TO DO » Begin with the line containing "Exercise. Point to every instance of the man in sunglasses" and copy each line exactly through the last line of the entries, inclusive.

Rows from a dataset:
........
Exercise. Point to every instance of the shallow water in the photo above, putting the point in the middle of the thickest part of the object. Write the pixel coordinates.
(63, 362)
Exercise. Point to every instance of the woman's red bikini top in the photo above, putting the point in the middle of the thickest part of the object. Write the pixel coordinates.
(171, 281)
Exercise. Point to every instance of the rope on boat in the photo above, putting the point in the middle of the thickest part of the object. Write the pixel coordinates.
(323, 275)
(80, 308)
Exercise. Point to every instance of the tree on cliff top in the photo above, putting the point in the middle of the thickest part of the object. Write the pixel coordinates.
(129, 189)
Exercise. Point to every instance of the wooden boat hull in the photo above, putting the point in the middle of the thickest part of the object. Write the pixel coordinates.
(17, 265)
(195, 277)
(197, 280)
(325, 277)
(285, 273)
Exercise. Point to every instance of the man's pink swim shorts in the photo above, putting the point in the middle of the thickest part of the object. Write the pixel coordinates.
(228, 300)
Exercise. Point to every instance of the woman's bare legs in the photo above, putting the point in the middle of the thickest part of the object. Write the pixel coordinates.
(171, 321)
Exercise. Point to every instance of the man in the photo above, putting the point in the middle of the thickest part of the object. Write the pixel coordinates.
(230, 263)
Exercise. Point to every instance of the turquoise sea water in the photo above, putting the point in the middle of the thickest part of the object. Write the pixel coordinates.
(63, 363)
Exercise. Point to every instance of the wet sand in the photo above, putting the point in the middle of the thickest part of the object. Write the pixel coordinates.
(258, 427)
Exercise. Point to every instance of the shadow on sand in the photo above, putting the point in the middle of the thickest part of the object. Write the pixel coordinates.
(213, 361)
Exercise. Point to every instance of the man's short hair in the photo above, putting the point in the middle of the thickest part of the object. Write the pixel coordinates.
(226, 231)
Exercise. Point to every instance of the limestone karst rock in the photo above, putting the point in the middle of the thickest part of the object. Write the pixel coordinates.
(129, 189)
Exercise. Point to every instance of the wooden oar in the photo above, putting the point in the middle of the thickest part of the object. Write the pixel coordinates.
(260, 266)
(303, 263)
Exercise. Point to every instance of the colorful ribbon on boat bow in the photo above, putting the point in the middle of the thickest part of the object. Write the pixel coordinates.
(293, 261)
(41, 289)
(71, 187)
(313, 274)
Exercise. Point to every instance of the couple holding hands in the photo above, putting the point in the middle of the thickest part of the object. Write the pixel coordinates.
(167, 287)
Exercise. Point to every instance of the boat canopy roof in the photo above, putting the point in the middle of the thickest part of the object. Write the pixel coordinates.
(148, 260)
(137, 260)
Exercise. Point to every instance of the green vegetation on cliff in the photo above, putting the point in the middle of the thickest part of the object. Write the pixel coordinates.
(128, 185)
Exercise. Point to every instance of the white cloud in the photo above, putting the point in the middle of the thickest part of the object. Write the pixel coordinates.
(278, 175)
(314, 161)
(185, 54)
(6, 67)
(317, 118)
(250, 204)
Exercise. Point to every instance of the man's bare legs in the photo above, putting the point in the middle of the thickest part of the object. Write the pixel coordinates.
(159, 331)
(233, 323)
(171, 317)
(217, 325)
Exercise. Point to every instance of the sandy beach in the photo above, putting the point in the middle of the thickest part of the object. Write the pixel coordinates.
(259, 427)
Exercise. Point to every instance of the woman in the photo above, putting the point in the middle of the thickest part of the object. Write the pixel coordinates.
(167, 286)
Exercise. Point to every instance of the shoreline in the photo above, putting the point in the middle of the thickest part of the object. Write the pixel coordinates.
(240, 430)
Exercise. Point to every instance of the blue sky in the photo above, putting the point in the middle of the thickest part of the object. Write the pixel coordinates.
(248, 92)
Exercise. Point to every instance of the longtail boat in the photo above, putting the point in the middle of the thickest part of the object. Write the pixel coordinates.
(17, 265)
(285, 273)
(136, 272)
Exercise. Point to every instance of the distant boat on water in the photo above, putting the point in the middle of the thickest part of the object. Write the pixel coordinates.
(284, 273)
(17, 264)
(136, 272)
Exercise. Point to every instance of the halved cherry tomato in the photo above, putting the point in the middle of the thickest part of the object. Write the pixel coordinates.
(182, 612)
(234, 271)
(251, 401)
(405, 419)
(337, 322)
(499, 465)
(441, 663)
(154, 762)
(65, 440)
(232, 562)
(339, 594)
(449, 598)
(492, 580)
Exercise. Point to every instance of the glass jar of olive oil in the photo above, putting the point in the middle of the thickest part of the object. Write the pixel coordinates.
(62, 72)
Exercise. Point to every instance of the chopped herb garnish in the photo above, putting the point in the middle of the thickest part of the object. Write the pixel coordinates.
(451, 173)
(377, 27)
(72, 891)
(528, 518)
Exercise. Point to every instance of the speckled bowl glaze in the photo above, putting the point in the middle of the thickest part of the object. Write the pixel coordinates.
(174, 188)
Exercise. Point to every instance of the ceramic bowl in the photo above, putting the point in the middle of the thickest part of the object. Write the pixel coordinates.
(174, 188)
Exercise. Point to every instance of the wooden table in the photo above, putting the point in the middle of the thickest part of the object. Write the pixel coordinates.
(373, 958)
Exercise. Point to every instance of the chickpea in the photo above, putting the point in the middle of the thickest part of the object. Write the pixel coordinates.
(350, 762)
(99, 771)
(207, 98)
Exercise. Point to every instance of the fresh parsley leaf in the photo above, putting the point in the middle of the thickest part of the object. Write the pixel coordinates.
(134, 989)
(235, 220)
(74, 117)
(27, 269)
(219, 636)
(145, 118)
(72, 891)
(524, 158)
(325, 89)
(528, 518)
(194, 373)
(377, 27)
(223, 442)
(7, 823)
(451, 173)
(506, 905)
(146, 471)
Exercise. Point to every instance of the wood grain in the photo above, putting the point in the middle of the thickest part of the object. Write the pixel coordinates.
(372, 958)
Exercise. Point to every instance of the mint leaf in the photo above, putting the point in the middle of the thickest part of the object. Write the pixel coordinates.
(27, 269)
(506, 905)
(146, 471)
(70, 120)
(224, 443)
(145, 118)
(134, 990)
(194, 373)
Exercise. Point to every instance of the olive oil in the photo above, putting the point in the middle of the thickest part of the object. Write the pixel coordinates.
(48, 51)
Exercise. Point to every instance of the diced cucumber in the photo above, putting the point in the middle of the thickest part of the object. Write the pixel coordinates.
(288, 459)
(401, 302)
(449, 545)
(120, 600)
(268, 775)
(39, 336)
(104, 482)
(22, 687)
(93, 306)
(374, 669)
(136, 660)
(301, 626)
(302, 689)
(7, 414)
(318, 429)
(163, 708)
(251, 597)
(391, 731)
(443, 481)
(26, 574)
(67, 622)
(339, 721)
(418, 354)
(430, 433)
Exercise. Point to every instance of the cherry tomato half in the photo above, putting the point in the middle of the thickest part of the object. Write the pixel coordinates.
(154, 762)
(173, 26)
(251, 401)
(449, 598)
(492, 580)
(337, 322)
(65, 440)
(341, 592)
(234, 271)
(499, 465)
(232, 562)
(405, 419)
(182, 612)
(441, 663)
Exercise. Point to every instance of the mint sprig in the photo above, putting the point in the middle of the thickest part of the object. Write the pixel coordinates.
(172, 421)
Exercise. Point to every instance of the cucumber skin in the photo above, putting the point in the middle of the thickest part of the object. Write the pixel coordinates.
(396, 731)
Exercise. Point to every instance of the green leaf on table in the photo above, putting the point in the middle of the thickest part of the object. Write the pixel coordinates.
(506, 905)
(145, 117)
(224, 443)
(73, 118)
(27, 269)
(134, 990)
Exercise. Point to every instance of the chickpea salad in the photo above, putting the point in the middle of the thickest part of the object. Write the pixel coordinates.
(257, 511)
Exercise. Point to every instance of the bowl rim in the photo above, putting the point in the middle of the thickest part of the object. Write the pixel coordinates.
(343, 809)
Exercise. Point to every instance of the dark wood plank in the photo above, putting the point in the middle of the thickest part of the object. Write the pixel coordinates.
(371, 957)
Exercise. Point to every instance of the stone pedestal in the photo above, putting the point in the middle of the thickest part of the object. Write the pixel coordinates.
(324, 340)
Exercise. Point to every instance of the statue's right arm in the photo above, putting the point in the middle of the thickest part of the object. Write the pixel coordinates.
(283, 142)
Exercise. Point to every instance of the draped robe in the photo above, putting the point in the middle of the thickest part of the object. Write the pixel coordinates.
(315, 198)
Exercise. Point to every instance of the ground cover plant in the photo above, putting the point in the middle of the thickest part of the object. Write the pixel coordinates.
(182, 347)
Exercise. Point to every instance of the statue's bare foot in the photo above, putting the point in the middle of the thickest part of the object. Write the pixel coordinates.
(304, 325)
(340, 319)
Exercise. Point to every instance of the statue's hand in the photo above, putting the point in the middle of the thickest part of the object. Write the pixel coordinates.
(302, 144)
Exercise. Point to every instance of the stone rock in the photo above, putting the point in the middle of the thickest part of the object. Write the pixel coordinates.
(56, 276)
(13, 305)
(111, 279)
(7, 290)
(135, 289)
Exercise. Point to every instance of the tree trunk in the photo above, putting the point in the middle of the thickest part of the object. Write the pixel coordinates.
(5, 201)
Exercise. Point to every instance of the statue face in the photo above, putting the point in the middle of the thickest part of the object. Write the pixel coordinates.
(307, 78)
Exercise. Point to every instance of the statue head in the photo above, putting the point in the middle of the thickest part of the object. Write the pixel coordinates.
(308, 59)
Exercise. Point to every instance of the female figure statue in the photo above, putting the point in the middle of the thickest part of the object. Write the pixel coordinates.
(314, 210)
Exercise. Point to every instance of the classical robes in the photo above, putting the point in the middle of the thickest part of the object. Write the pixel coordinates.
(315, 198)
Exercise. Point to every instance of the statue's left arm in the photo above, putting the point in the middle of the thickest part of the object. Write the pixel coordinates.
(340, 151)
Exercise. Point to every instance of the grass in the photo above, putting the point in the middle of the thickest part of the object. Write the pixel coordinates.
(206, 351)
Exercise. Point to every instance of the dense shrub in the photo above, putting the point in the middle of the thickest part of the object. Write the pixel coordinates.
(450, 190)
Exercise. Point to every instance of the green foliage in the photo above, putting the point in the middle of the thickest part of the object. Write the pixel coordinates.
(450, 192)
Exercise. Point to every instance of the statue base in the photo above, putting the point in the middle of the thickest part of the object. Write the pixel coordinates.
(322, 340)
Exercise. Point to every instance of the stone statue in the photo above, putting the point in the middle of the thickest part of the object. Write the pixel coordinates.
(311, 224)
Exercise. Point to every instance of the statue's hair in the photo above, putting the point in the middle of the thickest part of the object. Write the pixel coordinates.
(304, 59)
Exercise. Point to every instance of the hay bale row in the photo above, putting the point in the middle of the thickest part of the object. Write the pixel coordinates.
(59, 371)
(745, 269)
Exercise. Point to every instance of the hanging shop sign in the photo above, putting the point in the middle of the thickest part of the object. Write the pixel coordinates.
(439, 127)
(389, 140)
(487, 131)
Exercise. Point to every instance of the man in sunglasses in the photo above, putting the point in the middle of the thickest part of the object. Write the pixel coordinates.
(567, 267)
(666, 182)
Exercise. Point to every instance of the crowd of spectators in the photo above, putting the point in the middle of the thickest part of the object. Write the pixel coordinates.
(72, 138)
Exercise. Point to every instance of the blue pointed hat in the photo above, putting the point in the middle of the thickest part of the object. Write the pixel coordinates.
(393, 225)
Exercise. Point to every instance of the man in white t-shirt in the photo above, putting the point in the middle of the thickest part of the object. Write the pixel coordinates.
........
ANSWER TO THIS TASK »
Exercise. Point to every instance of the man in sunglasses in the photo above, putting the point in the middle of the thickest part of the object. Write the pixel coordinates.
(567, 267)
(666, 182)
Exercise. Point to every instance of the crowd of spectators in the photo above, putting the point in the middle of the thickest part of the object. Write the pixel coordinates.
(72, 138)
Exercise. Point to every instance of the blue pointed hat in the photo above, putting the point in the middle of the thickest part of the object. Write the pixel coordinates.
(393, 225)
Exercise. Point to every instance of the man in white t-shirt in the photo above, putting the point in the middle of the thickest part of the object. Write the pixel coordinates.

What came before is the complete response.